◆ **EXERCISE BRIEF**
Begin with the line that contains "Mark the tall spire" and transcribe each line after it, up to and including the last line of the listing below.

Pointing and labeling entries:
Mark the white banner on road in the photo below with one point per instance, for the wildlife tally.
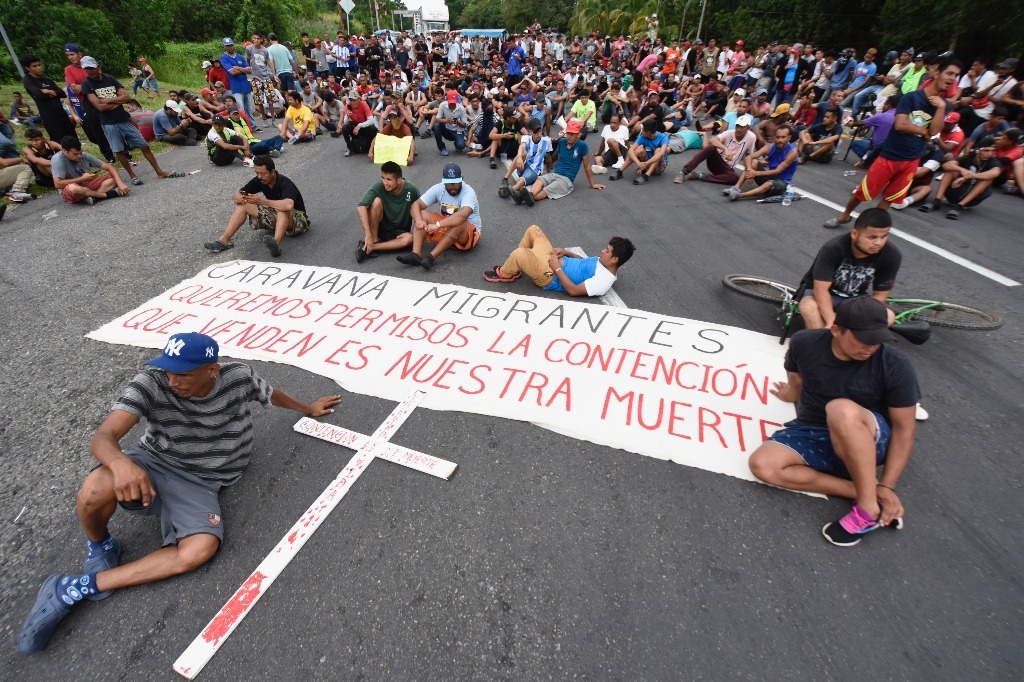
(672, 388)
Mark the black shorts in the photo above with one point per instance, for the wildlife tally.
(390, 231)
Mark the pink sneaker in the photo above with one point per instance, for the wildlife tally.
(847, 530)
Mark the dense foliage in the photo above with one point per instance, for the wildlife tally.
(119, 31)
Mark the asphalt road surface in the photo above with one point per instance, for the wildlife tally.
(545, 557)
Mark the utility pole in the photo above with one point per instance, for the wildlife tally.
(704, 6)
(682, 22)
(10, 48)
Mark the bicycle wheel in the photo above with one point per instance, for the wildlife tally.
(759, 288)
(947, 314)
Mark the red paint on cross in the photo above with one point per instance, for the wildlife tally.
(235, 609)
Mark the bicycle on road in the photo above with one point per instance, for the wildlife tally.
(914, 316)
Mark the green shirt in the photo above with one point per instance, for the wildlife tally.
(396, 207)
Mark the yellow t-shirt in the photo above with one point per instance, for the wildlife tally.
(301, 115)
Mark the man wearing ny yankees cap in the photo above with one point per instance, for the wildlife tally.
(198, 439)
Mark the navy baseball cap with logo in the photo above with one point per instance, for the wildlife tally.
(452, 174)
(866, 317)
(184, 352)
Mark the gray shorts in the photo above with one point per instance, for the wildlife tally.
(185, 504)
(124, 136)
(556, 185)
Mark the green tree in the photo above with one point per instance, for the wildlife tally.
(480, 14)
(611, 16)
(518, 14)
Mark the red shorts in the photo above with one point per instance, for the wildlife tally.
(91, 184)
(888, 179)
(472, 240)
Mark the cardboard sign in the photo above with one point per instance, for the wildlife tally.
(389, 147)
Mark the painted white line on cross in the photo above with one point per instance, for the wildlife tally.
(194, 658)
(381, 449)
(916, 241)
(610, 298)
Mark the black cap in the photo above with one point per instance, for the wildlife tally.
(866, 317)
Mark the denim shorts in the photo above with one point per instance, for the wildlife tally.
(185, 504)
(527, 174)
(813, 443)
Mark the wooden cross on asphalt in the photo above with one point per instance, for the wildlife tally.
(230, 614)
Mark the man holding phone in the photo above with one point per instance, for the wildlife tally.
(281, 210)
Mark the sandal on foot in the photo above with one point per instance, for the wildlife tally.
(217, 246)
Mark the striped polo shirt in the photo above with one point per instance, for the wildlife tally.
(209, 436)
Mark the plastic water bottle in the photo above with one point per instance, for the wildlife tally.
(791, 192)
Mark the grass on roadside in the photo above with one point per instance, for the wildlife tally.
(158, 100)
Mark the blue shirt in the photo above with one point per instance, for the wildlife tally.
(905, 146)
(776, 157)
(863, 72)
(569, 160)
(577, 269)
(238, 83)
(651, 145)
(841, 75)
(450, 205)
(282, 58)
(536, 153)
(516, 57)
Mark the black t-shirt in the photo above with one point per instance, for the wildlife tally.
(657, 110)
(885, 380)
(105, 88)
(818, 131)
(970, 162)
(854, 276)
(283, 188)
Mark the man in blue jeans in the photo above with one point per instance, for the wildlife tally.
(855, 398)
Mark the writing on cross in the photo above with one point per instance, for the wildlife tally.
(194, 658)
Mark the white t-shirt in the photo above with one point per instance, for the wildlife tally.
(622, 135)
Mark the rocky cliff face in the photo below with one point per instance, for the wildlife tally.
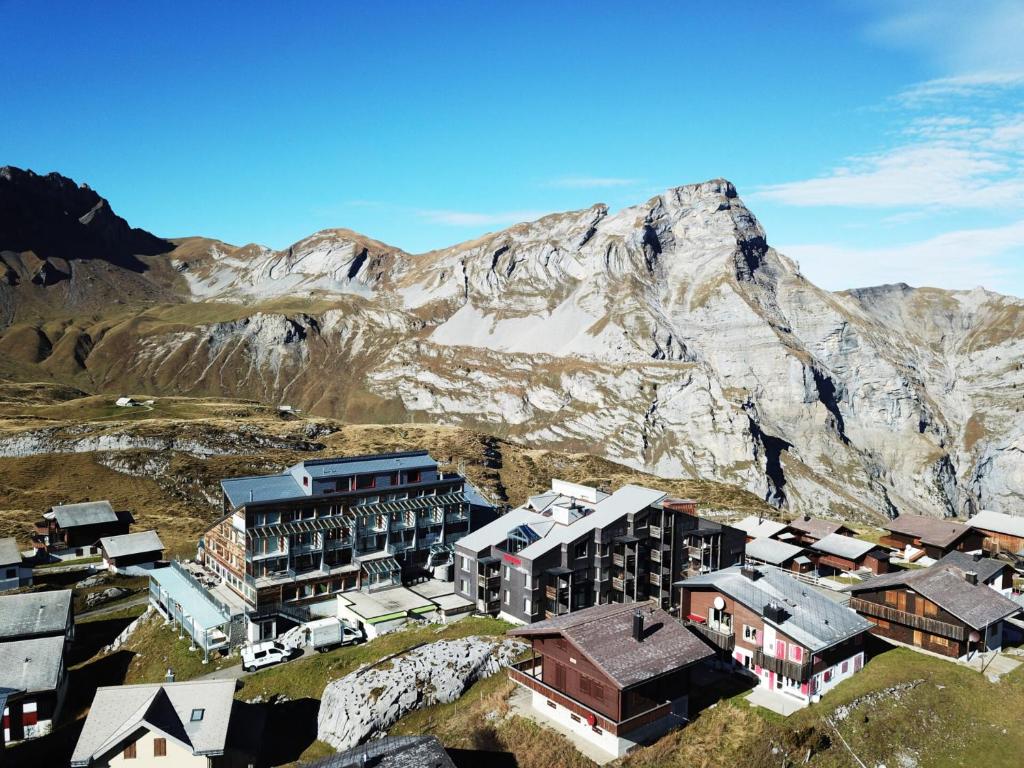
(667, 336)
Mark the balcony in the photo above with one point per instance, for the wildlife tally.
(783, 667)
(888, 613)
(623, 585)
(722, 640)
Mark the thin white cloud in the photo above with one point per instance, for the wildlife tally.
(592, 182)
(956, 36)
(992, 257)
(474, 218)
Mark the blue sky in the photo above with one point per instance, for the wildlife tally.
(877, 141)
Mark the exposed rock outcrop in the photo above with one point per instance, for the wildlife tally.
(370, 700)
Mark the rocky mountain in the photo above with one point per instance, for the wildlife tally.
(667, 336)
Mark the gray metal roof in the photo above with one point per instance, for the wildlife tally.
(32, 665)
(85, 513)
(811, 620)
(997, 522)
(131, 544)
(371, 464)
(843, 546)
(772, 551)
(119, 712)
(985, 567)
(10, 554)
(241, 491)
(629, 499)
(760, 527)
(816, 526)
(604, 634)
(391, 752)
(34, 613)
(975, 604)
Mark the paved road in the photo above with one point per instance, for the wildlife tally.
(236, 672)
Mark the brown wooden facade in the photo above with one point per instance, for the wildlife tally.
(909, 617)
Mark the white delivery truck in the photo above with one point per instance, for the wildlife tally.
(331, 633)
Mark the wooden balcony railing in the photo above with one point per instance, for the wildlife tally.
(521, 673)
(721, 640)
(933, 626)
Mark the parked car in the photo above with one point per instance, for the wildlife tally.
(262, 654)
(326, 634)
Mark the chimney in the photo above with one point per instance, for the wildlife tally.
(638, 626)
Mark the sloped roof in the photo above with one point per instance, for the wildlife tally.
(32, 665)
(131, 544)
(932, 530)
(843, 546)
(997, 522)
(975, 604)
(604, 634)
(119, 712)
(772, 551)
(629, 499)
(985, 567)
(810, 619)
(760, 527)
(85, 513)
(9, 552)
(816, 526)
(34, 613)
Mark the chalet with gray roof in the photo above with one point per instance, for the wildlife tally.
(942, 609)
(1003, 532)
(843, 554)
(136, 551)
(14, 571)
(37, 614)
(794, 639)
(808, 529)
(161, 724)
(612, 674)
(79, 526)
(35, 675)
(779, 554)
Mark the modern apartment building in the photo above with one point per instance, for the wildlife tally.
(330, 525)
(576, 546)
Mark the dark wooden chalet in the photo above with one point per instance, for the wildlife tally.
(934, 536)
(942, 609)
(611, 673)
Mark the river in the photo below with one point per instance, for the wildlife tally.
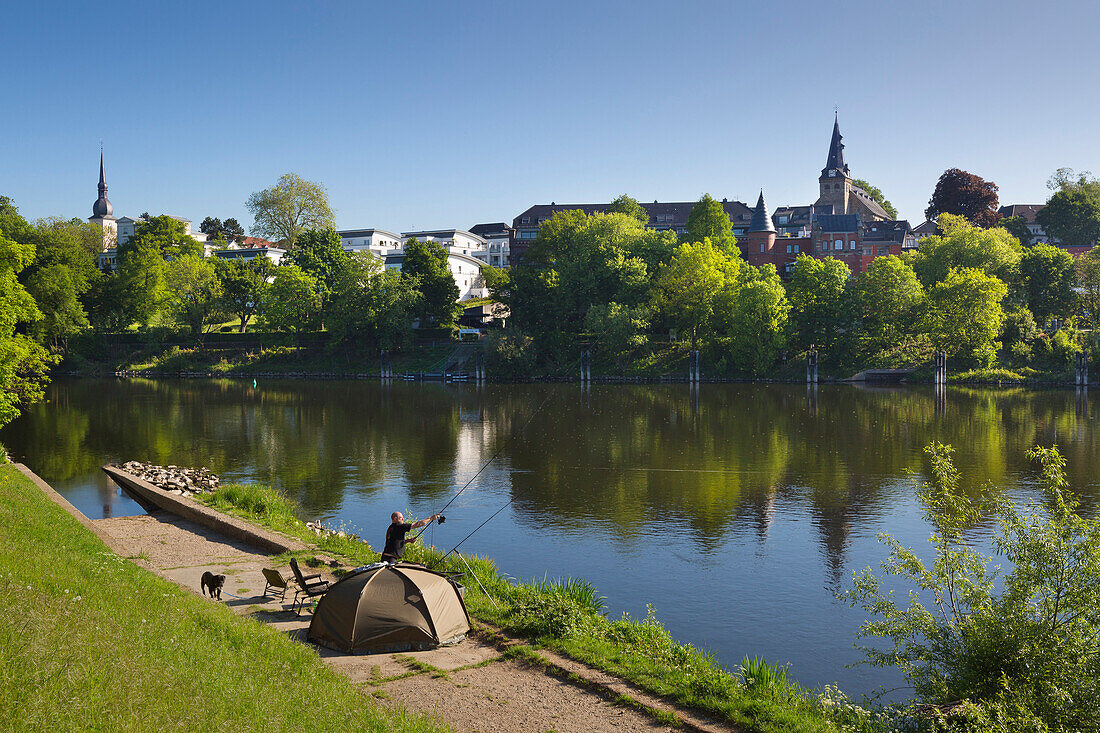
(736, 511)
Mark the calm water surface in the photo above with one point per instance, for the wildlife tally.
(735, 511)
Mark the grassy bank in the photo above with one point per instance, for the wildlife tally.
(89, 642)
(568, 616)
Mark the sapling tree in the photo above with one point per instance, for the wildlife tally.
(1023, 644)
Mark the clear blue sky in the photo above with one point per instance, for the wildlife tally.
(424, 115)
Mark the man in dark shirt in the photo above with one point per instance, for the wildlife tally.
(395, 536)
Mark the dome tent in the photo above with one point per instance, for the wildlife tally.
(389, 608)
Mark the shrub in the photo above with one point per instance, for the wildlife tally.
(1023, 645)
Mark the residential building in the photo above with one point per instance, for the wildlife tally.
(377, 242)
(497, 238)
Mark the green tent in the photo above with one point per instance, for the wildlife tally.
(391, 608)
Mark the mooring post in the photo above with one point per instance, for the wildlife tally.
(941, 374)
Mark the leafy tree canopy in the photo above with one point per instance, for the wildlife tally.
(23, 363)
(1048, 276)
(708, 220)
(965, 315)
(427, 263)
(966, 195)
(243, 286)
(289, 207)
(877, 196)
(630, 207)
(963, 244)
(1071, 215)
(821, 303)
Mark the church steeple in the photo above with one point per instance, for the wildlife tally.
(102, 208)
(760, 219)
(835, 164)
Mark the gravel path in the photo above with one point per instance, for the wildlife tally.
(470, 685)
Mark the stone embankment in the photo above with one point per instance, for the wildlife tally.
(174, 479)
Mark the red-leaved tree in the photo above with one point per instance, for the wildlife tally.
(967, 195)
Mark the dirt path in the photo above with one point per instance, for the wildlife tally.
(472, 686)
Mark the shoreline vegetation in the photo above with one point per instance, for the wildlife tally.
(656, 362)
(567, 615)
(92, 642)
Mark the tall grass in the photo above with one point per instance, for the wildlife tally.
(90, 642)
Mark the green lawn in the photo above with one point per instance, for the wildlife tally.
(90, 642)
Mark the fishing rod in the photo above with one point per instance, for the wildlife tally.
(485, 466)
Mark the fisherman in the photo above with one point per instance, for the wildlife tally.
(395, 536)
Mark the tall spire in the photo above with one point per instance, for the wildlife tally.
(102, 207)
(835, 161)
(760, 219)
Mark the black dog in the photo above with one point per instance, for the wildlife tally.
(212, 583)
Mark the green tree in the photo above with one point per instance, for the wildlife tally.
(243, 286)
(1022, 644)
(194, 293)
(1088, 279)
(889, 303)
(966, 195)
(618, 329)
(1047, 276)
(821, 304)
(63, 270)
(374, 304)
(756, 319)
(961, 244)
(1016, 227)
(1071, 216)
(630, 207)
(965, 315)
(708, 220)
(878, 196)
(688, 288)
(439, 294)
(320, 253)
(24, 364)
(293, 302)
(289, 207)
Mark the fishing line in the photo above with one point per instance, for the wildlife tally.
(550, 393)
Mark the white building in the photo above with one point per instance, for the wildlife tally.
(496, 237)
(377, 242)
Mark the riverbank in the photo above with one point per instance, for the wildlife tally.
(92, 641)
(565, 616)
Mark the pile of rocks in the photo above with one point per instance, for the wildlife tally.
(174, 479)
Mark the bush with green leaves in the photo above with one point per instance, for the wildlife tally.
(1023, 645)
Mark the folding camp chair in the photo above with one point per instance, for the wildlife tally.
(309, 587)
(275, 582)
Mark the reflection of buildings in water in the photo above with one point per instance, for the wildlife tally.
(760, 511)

◆ **EXERCISE RESPONSE**
Mark the tall spire in the photo above with one point per instance, for the wildlife tally.
(102, 207)
(835, 161)
(760, 219)
Mark the black dog in the photo above with one point per instance, for the wildlife tally.
(212, 583)
Mark the green tree in the photo above with one point per instance, for the wildlife tally.
(243, 286)
(1022, 644)
(194, 293)
(1088, 279)
(889, 303)
(966, 195)
(618, 329)
(1047, 276)
(821, 304)
(63, 270)
(374, 304)
(756, 319)
(961, 244)
(1016, 227)
(1071, 216)
(630, 207)
(965, 315)
(708, 220)
(878, 196)
(688, 288)
(439, 294)
(320, 253)
(24, 364)
(293, 302)
(289, 207)
Mark the fishing line in the photo above with one point per instance, for the wildlife tally.
(550, 393)
Mark the white building in the photo above with one point per instance, for the wildlife tally.
(496, 237)
(377, 242)
Mark the riverbank in the photo above with one point per instance, for the wildlife tally.
(92, 641)
(565, 616)
Mark the pile of rocks in the photo above with one point per instance, for the wildlife tally.
(174, 479)
Mark the bush with green leaves in the photo above with one point per instance, for the wildlife tally.
(1023, 645)
Mark the folding camp chair in the photo above with one point per instance, for the wildlife tally.
(309, 587)
(275, 582)
Mark the reflection of buildings in water in the photo above with one point per instance, for the wildlife tally.
(760, 511)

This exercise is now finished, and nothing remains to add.